◆ **Problem statement**
Take the line containing "of the soldier's" in the listing below and copy it, along with every line after it, without alteration.

[[ Data extracts open ]]

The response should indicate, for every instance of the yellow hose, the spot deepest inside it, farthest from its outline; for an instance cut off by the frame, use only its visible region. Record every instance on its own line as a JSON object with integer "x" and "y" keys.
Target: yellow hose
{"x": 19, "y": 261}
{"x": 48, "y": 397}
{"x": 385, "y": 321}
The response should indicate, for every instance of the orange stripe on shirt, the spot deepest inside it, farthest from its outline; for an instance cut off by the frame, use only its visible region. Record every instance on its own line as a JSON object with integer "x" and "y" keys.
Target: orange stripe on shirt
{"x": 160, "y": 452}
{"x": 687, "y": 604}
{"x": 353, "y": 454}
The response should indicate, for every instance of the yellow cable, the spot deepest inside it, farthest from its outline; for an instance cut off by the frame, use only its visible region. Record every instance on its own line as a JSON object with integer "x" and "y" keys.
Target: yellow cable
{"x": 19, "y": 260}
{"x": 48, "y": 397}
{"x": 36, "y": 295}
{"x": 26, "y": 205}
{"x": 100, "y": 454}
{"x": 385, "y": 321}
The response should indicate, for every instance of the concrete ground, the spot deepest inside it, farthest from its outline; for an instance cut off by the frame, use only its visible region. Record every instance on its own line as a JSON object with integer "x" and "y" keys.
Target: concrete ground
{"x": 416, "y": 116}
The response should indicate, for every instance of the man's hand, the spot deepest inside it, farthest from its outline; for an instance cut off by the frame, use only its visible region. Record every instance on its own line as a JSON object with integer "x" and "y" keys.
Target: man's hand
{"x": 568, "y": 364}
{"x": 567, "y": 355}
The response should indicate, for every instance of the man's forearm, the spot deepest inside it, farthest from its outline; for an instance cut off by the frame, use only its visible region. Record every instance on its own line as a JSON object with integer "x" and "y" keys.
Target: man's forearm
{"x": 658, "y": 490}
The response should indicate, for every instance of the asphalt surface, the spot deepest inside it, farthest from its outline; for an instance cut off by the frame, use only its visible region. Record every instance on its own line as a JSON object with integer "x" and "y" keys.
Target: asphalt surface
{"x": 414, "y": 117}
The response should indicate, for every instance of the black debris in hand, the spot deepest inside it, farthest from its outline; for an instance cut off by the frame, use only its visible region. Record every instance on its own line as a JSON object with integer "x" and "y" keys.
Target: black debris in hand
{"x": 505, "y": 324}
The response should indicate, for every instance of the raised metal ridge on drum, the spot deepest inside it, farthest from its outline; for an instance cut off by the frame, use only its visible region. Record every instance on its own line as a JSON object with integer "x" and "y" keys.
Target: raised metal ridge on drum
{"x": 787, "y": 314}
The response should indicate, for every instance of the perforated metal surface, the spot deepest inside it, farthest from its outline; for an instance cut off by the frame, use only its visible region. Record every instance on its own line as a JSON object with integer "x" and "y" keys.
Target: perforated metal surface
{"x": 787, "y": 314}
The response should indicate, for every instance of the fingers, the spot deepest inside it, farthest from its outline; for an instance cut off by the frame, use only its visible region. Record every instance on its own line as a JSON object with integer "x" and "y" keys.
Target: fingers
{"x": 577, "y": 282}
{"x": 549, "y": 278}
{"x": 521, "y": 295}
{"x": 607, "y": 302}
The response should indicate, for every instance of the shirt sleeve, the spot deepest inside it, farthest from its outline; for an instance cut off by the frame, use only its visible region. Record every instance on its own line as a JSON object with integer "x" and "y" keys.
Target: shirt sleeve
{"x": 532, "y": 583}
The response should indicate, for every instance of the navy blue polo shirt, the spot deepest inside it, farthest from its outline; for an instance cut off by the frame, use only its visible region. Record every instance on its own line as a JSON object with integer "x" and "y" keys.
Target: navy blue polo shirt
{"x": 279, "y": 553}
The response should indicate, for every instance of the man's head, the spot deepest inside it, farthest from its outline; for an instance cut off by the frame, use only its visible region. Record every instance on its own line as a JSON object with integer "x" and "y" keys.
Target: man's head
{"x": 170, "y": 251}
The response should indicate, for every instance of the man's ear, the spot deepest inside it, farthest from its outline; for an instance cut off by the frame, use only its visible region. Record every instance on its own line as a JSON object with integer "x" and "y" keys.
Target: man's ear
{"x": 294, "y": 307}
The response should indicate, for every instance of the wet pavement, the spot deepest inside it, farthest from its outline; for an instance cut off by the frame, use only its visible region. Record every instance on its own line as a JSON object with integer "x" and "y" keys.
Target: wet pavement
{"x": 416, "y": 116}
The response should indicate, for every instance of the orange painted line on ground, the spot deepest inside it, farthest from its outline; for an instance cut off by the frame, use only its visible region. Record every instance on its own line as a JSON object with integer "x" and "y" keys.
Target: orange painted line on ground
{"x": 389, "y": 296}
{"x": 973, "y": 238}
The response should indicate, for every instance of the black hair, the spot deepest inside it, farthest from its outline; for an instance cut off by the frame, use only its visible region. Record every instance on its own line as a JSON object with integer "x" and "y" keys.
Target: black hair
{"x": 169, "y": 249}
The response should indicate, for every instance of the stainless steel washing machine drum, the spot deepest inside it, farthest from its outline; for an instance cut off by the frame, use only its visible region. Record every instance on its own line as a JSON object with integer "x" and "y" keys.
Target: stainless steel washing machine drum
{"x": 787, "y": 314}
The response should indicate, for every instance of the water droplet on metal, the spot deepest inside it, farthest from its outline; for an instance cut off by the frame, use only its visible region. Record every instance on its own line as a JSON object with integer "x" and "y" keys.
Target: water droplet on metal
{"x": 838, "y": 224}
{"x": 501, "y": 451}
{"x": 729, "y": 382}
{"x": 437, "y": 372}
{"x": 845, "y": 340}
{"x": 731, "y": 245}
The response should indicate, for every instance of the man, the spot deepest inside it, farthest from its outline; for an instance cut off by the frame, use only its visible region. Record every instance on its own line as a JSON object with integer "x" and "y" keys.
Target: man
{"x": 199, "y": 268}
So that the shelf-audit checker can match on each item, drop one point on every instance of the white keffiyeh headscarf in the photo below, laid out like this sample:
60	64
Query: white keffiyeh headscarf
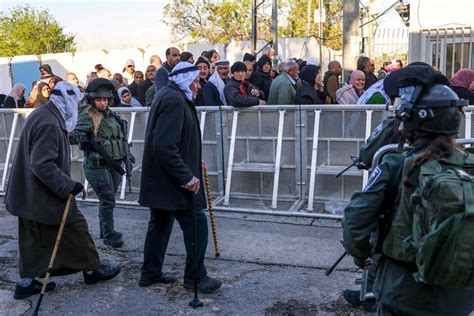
183	75
218	82
66	98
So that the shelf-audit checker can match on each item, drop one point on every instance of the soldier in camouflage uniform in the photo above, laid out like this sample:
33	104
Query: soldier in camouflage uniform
100	136
395	288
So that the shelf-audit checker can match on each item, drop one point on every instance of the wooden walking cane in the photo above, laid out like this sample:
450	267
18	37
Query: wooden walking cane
211	212
55	250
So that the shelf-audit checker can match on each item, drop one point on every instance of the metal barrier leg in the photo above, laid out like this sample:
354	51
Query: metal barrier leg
368	131
314	158
231	158
276	177
129	140
467	127
203	123
9	150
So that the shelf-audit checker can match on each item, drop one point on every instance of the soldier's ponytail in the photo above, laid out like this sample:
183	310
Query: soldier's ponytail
441	147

[[ Data extracts closed ]]

◆ **Task solution**
So that the shelf-audit checker can match on each item, drop one point on every instance of the soldier's ponytail in the photo above, laid out like this sample:
183	310
Query: soldier's ponytail
441	147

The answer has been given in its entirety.